Text shown
--- BEGIN ---
Trying to think what the next big thing might be after this year... Regeneration live? A massive cinema movie to mark the end of Capaldi's run in the TARDIS in 2015? Would have to be a big event in the series I think. Would be a huge draw too if they could keep the identity of the new doctor secret until the cinema screenings...

It's also important to note the BBC charter which states that licence fee payers shouldn't have to pay to watch any episode or film of a BBC series that forms an integral part of its storyline. Basically they couldn't have a regeneration in a movie (which they'd defiantly want) unless the story was completely separate from the TV series.

The thought of them using another actor in the role makes me shudder (was never a big fan of the Cushing film). It was a very smart thing they did with the '96 movie that they showed a continuity from McCoy to McGann. It needs to feel like it's the same titular character.
But it's hard to see how it wouldn't interrupt TV production really, which would be a great shame.If it came to a hard choice I'd rather have a shorter wait for the TV episodes.

Please, not another gap year filled with specials. I'd rather have a 13 episode run every year!
Oh, and a new series of Torchwood. Let's not forget that.

Well, if they do it for the Eurovision Song Contest, they better bring Doctor Who episodes to the cinema!

A full on movie with John Hurt would float many boats including mine.

> It was a very smart thing they did with the '96 movie that they showed a continuity from McCoy to McGann

Nah. McGann doesn't get to do anything till 50 minutes into the damn thing. Fannish box-ticking in place of a story that should be grabbing a new audience. RTD had it right: your lead actor *is* the Doctor, now RUN.

Although, i'm sure a cinema excursion in the TARDIS is a very attractive proposition considering how well recieved the anniversary story was,i don't think a two hour movie can really reflect the diversity of genres that Doctor Who is capable of.Much of Doctor Who's appeal is that variety and confounding expectations.I also believe that it needs to be consistent with it's serialised origins,even now to a certain extent.
--- END ---
Material provided
--- BEGIN ---
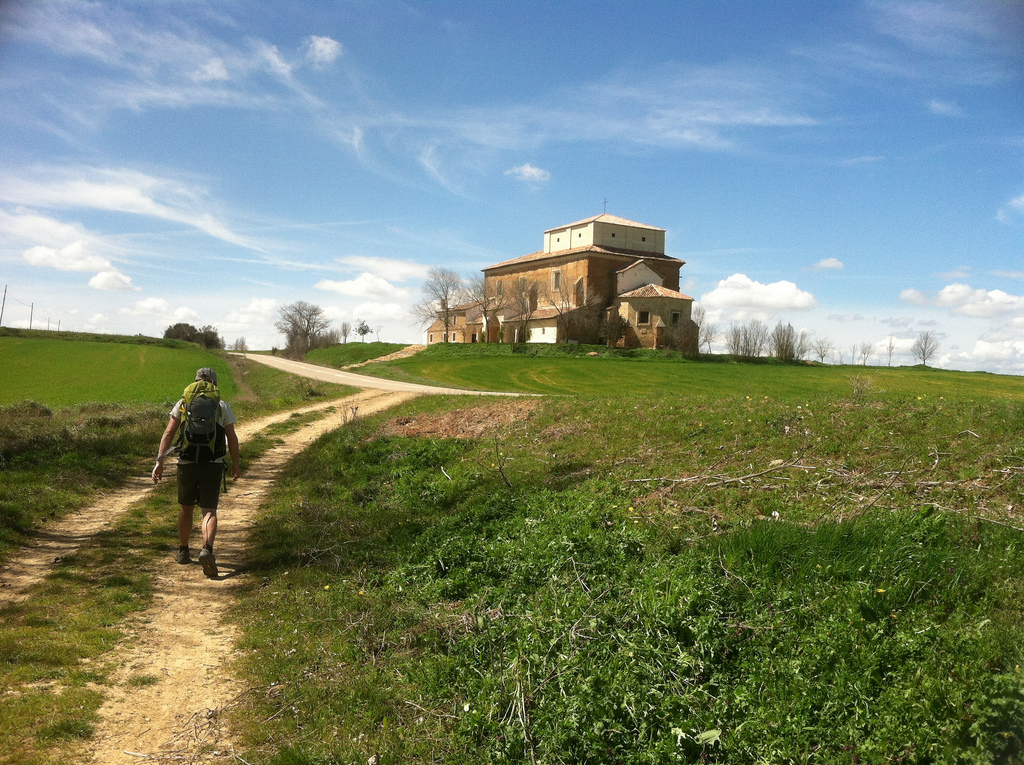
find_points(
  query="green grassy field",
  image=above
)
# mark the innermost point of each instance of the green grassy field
(680, 562)
(652, 373)
(769, 564)
(59, 373)
(346, 353)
--- END ---
Exercise instructions
- 1) Answer these questions about the Doctor Who discussion:
(a) What does the BBC charter say licence fee payers shouldn't have to do?
(b) Between which two actors did the '96 movie show a continuity?
(c) How many minutes into the '96 movie does McGann first get to do anything?
- 2) Carry the Doctor Who discussion forward from its last post.

Results
- 1)
(a) Pay to watch any episode or film of a BBC series that forms an integral part of its storyline.
(b) McCoy and McGann.
(c) 50 minutes.

- 2)
Sure, but RTD had the comfort of knowing he was welcoming old fans back and that he'd have 13 episodes to explain the Doctor's history to new viewers with the odd bit of dialogue here and there.
The '96 movie was intended as a pilot that had to present the Doctor's whole deal (including two hearts and regeneration) to a potentially raw audience.

Or they could go really mental and make 13 episodes of Doctor Who in one year.

I said 'next big thing after this year', I didn't mean in lieu of a series. If BBC saw the potential and beefed up the budget, a cinematic-scale series finale would be incredibly cool.

After the debacle of Doctor Who Live: The After Party - I can still see Moffat with his head in his hands - the BBC may avoid Doctor Who and Live in future programmes.

Someone in the BBC may think it's a good idea for 1Dimensional to appear again as with The Beatles in Hartnell's era.

Well, if the TVM was intended to explain the concept of regeneration to a brand new audience I'd argue it did a pretty poor job given that it begins with a McGann voiceover then jumps back to an old bloke in an armchair with no word of explanation (see also: the TARDIS inside/outside reveal. Oh, there isn't one until about an hour into it even though we start in the TARDIS. Again, compare and contrast with Rose).

To be clear, I'm a fan, so I actually *like* the inclusion of McCoy, but it was the worst possible decision for what they needed that 85 minutes of television to do. RTD went 13 episodes without touching the concept of regeneration, if Eccleston had stayed on he probably would've gone even longer. Establishing character and the spirit of the new series, these things should be top of the list, the stuff that the TVM went to such lengths to include is detail.

I know, I had an attack of the Levines for a second there, sorry.

No problem, totally agree that if it came down to it and the BBC had to chose between doing a cinema event at the cost of the full actual series, I would be a lot happier for the series to carry on. Tennant's year of specials was agony to wait for and this series 7a/ series 7b stuff shouldn't be repeated!

Excellent idea. That or Paul McGann, either way exploring some of the Doctor's timeline that we never got to see. Doesn't have to interfere with current story-lines or personnel then.

A series of cinema movies with Paul McGann as the Doctor could fill in some gaps in his story without necessarily interfering with (relative) future continuity. If you're really worried about needing big cinema names for such a project, make them companions and villains. By the mere virtue of being the Doctor, Paul McGann would get automatic equal celebrity status at least.

I for one would definitely pay to see Paul McGann accompanied by lost astronauts played by Sandra Bullock and George Clooney in the story about how they really got back to Earth.

We've had 3 Doctor Who movies. two of them in their own world, one was in cannon. If they do actually do a new doctor who movie then, a) it will need to be in cannon and b) it will need a subtitle after "Doctor Who:".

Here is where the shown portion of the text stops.